> _AIM OF THE TASK_: Copy out word for word the lines of the material from the line holding "Within an <instance>, whichever" through the line holding "positive clicks: (202, 310)", including both of those lines.

> _RECORDS PROVIDED_:
* * * * * * *

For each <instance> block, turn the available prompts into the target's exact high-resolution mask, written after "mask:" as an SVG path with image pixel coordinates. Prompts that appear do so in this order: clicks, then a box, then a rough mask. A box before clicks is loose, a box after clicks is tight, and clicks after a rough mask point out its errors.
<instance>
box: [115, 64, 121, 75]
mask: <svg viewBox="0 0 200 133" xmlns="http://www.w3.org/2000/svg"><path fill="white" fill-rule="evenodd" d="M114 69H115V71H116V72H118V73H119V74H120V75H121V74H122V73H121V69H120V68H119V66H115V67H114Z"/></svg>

* * * * * * *

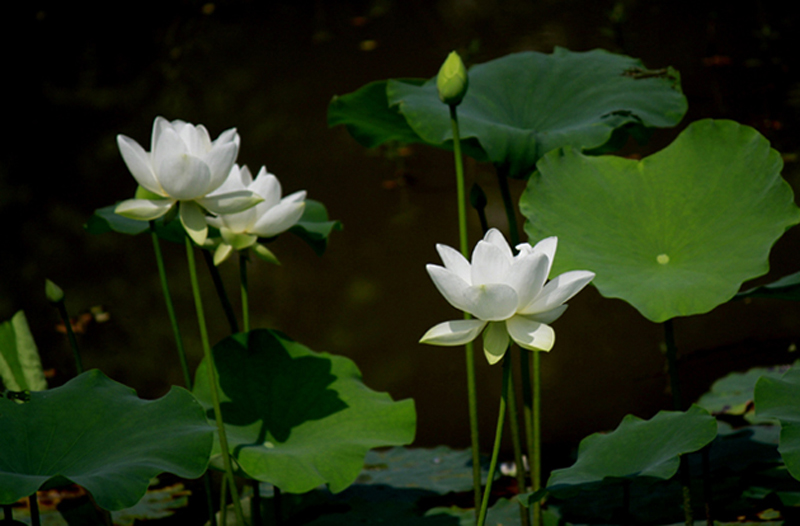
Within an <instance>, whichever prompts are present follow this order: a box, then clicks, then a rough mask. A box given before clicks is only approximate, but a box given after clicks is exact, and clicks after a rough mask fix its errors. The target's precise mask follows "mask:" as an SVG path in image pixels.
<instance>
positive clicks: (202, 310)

* * * * * * *

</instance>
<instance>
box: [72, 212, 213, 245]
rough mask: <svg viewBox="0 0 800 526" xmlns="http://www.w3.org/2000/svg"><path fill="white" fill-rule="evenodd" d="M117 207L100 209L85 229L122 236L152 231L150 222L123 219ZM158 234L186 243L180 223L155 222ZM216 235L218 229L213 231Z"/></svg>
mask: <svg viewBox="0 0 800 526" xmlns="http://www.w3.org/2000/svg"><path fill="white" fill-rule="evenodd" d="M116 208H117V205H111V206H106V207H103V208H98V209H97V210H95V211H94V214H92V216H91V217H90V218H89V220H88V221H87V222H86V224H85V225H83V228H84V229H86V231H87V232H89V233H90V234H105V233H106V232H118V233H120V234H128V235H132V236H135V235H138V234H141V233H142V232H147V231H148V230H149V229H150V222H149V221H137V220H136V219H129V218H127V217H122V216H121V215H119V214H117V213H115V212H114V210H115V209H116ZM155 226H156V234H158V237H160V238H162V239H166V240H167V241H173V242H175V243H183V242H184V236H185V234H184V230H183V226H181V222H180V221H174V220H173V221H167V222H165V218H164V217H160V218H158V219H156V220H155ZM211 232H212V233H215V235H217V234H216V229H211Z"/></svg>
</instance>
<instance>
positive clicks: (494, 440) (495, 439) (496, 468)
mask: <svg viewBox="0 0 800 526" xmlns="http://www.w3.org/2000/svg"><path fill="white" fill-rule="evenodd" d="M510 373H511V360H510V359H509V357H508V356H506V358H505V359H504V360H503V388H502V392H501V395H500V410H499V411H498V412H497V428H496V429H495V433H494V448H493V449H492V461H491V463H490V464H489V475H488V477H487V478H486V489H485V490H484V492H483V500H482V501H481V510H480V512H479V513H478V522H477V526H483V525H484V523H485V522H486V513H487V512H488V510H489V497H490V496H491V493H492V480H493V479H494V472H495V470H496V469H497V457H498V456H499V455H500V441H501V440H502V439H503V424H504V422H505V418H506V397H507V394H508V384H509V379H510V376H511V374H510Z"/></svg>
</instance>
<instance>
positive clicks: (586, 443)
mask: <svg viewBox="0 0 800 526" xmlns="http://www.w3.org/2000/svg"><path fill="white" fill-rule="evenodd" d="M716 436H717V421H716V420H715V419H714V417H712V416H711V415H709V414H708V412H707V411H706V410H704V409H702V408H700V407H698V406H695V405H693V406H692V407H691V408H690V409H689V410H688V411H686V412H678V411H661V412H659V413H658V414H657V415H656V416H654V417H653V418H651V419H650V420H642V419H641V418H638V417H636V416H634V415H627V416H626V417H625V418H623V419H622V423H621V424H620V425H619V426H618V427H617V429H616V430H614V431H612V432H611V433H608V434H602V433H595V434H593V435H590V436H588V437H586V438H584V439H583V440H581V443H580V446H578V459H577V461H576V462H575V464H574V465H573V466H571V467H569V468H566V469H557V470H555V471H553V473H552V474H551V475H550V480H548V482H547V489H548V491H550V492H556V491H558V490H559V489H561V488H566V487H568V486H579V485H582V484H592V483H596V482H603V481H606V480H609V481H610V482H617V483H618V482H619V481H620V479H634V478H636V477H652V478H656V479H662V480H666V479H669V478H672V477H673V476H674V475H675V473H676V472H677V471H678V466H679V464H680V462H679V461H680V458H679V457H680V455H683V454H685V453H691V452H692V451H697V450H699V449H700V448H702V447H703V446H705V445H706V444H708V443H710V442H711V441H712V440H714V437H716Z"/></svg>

* * * * * * *

> _OUTPUT BELOW_:
Within an <instance>, whichever prompts are present follow this order: a box, then clicks, then a rough mask. A box given before clicks is only approximate, but a box given after clicks is exact, and clicks after a rough mask fix its errors. The target's precise mask follows "mask:" as an SVG path in image pixels.
<instance>
positive clicks: (202, 310)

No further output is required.